▸ **WHAT IS REQUIRED**:
Express every line of the records below as a JSON list of strings, one string per line, leaving out blank lines.
== == ==
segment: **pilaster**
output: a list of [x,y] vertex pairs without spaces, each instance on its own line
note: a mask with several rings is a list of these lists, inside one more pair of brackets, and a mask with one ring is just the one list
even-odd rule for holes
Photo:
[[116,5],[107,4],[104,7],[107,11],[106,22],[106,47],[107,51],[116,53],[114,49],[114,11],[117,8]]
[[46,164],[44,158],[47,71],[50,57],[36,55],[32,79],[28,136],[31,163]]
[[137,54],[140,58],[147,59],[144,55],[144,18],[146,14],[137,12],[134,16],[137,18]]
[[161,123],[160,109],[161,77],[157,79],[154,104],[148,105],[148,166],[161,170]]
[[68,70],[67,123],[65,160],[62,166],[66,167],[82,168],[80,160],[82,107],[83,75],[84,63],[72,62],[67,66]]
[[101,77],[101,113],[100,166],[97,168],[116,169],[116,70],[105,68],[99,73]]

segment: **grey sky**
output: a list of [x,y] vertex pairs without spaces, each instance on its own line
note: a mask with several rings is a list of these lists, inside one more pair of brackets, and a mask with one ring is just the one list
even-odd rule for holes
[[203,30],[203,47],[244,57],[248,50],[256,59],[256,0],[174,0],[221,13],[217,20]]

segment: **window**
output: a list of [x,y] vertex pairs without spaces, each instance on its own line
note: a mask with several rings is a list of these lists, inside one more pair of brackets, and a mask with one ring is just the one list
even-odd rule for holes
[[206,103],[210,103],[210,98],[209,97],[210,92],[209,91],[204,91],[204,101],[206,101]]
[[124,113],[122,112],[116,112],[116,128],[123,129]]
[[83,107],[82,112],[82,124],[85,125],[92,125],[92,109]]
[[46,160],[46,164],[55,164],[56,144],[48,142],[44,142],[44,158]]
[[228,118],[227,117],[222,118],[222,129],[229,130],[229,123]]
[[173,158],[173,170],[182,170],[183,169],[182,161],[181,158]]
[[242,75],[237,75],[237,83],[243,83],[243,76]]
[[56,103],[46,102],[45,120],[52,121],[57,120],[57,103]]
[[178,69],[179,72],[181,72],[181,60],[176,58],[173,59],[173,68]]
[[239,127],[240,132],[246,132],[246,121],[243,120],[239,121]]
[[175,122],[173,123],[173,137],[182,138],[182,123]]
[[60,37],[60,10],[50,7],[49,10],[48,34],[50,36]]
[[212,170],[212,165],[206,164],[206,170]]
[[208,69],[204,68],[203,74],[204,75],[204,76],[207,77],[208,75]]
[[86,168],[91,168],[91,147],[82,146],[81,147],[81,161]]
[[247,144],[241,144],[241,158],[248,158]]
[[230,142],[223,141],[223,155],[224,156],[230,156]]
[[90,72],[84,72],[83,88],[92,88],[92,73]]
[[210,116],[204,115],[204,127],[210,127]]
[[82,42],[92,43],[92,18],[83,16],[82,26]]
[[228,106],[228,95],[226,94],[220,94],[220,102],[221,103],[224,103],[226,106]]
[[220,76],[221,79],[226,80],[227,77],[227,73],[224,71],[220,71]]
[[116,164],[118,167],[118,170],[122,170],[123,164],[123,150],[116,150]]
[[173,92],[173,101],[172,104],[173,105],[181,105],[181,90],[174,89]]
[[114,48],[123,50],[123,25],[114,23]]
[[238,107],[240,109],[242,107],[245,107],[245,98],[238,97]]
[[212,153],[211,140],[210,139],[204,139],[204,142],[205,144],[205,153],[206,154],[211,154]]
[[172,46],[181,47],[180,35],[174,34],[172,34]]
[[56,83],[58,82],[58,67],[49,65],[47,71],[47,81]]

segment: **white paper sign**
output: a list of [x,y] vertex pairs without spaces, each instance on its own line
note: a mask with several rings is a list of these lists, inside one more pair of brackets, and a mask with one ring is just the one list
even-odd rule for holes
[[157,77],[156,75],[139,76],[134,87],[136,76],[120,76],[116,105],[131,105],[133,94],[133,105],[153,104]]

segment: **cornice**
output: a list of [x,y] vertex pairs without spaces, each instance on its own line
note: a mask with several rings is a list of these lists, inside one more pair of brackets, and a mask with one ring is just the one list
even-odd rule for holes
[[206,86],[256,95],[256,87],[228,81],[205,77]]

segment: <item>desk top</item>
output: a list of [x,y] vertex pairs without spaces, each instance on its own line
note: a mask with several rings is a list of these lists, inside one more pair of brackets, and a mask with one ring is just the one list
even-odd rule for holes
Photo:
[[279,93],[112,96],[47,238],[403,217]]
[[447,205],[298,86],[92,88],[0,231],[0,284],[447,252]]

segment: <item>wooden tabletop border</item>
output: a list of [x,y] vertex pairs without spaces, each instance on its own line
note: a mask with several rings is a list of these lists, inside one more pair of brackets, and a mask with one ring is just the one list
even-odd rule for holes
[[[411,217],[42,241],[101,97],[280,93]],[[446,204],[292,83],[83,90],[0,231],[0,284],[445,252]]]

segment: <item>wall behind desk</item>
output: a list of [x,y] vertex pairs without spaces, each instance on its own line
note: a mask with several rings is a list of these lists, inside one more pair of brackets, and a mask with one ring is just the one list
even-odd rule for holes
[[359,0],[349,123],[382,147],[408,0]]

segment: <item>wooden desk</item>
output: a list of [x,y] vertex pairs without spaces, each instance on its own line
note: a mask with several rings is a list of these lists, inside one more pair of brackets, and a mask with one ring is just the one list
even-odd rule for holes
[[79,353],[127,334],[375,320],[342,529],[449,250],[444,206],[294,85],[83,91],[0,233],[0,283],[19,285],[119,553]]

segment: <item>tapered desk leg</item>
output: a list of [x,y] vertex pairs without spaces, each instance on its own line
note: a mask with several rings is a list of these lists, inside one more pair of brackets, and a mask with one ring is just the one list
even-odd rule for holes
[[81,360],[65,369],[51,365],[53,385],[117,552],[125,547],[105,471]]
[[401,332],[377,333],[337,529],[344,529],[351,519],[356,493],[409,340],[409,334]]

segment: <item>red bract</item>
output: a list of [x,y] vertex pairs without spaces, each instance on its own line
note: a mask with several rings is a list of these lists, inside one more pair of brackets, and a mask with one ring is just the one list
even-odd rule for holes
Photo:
== == ==
▸ **RESULT BELOW**:
[
  "segment: **pilaster**",
  "output: a list of [x,y] vertex pairs without spaces, each instance on its own line",
  "note: a mask with several rings is a list of these lists, inside one more pair of brackets, and a mask with one ring is just the one list",
  "even-odd rule for holes",
  "Photo:",
  "[[116,5],[107,4],[104,7],[107,11],[106,22],[106,47],[107,51],[116,53],[114,49],[114,11],[117,8]]",
  "[[46,164],[44,158],[47,71],[50,57],[36,55],[32,79],[28,136],[31,163]]",
  "[[137,54],[140,58],[147,59],[144,55],[144,18],[146,14],[137,12],[134,16],[137,18]]",
  "[[161,123],[160,109],[161,77],[157,79],[154,104],[148,105],[148,166],[161,170]]",
  "[[68,70],[67,123],[65,160],[62,166],[66,167],[82,168],[80,160],[82,107],[83,75],[84,63],[72,62],[67,66]]",
  "[[101,77],[101,113],[100,166],[97,168],[116,169],[116,70],[105,68],[99,73]]",
  "segment: **grey sky**",
  "output: a list of [x,y] vertex pairs without spaces, each instance on its own line",
  "note: a mask with several rings is a list of these lists, inside one more pair of brackets, and a mask with one ring is just the one list",
  "even-odd rule for holes",
  "[[203,30],[203,47],[244,57],[248,50],[256,59],[256,0],[174,0],[221,13],[217,20]]",
  "segment: **window**",
  "output: a list of [x,y] vertex pairs without spaces, each instance on its own line",
  "note: a mask with several rings is a list of these lists, inside one more pair of brackets, and a mask with one ring is just the one list",
  "even-odd rule for holes",
  "[[206,103],[210,103],[210,98],[209,97],[210,92],[209,91],[204,91],[204,101],[206,101]]",
  "[[124,113],[122,112],[116,112],[116,128],[123,129]]",
  "[[83,107],[82,112],[82,124],[85,125],[92,125],[92,109]]",
  "[[46,160],[46,164],[55,164],[56,144],[48,142],[44,142],[44,158]]",
  "[[228,118],[227,117],[222,118],[222,129],[229,130],[229,123]]",
  "[[173,158],[173,170],[182,170],[183,169],[182,161],[181,158]]",
  "[[242,75],[237,75],[237,83],[243,83],[243,76]]",
  "[[56,103],[46,102],[45,120],[52,121],[57,120],[57,103]]",
  "[[178,69],[179,72],[181,72],[181,60],[176,58],[173,59],[173,68]]",
  "[[239,127],[240,132],[246,132],[246,121],[243,120],[239,121]]",
  "[[175,122],[173,123],[173,137],[182,138],[182,123]]",
  "[[60,37],[60,10],[50,7],[49,10],[48,34],[50,36]]",
  "[[212,170],[212,165],[206,164],[206,170]]",
  "[[208,69],[204,68],[203,74],[204,75],[204,76],[207,77],[208,75]]",
  "[[86,168],[91,168],[91,147],[82,146],[81,147],[81,161]]",
  "[[247,144],[241,144],[241,158],[248,158]]",
  "[[230,142],[223,141],[223,155],[224,156],[230,156]]",
  "[[90,72],[84,72],[83,88],[92,88],[92,73]]",
  "[[210,116],[204,115],[204,127],[210,127]]",
  "[[82,42],[92,43],[92,18],[83,16],[82,26]]",
  "[[228,106],[228,95],[226,94],[220,94],[220,102],[221,103],[224,103],[226,106]]",
  "[[220,76],[221,79],[226,80],[227,77],[227,73],[224,71],[220,71]]",
  "[[116,164],[118,167],[118,170],[122,170],[123,164],[123,150],[116,150]]",
  "[[173,92],[173,101],[172,104],[173,105],[181,105],[181,90],[174,89]]",
  "[[114,48],[123,50],[123,25],[114,23]]",
  "[[238,107],[240,109],[242,107],[245,107],[245,98],[238,97]]",
  "[[212,153],[211,140],[210,139],[204,139],[204,142],[205,144],[205,153],[206,154],[211,154]]",
  "[[172,46],[181,47],[180,35],[174,34],[172,34]]",
  "[[56,83],[58,82],[58,67],[49,65],[47,71],[47,81]]",
  "segment: **white paper sign**",
  "output: a list of [x,y] vertex pairs without spaces, each instance on its own line",
  "note: a mask with several rings is a list of these lists, inside one more pair of brackets, and a mask with one ring is just the one list",
  "even-odd rule for holes",
  "[[157,77],[156,75],[139,76],[134,87],[136,76],[120,76],[116,105],[131,105],[133,94],[133,105],[153,104]]",
  "segment: **cornice**",
  "output: a list of [x,y] vertex pairs without spaces, each instance on its own line",
  "note: a mask with several rings is a list of these lists, inside one more pair of brackets, and a mask with one ring is just the one list",
  "even-odd rule for holes",
  "[[206,86],[256,95],[256,87],[228,81],[205,77]]",
  "segment: <item>desk top</item>",
  "output: a list of [x,y] vertex pairs without spaces, each instance on its own line",
  "note: a mask with several rings is a list of these lists, inside one more pair of brackets, and a mask with one ring is just the one list",
  "even-odd rule for holes",
  "Photo:",
  "[[279,93],[112,96],[47,238],[403,217]]",
  "[[447,205],[298,86],[92,88],[0,231],[0,284],[447,252]]",
  "segment: <item>wooden tabletop border</item>",
  "output: a list of [x,y] vertex pairs without spaces, each instance on its own line",
  "note: a mask with several rings is a list of these lists, inside one more pair of brackets, and a mask with one ring is just the one list",
  "even-odd rule for holes",
  "[[[411,217],[42,241],[101,97],[280,93]],[[446,204],[292,83],[83,90],[0,231],[0,284],[445,252]]]",
  "segment: <item>wall behind desk</item>",
  "output: a list of [x,y] vertex pairs without spaces, each instance on its own line",
  "note: a mask with several rings is a list of these lists, inside one more pair of brackets, and a mask with one ring is just the one list",
  "even-odd rule for holes",
  "[[359,0],[349,123],[382,147],[408,0]]",
  "segment: <item>wooden desk</item>",
  "output: a list of [x,y] vertex pairs without spaces, each instance on its own line",
  "note: a mask with several rings is a list of these lists, inside one more pair of brackets, and a mask with one ring is just the one list",
  "even-odd rule for holes",
  "[[79,353],[127,334],[375,320],[342,529],[449,250],[444,206],[294,85],[83,91],[0,233],[0,283],[19,285],[119,553]]",
  "segment: <item>tapered desk leg</item>",
  "output: a list of [x,y] vertex pairs without spaces, each instance on its own line",
  "note: a mask with several rings is a list of these lists, inside one more pair of brackets, and a mask with one ring is just the one list",
  "even-odd rule for holes",
  "[[81,360],[65,369],[51,365],[53,385],[117,552],[125,547],[105,471]]",
  "[[401,332],[377,333],[337,529],[344,529],[351,519],[356,493],[409,340],[409,334]]",
  "segment: <item>red bract</item>",
  "output: a list of [x,y] vertex pairs without spaces, each instance on its own line",
  "note: a mask with several rings is a list of these lists, inside one more pair of brackets, and a mask with one ring is just the one list",
  "even-odd rule for holes",
  "Photo:"
]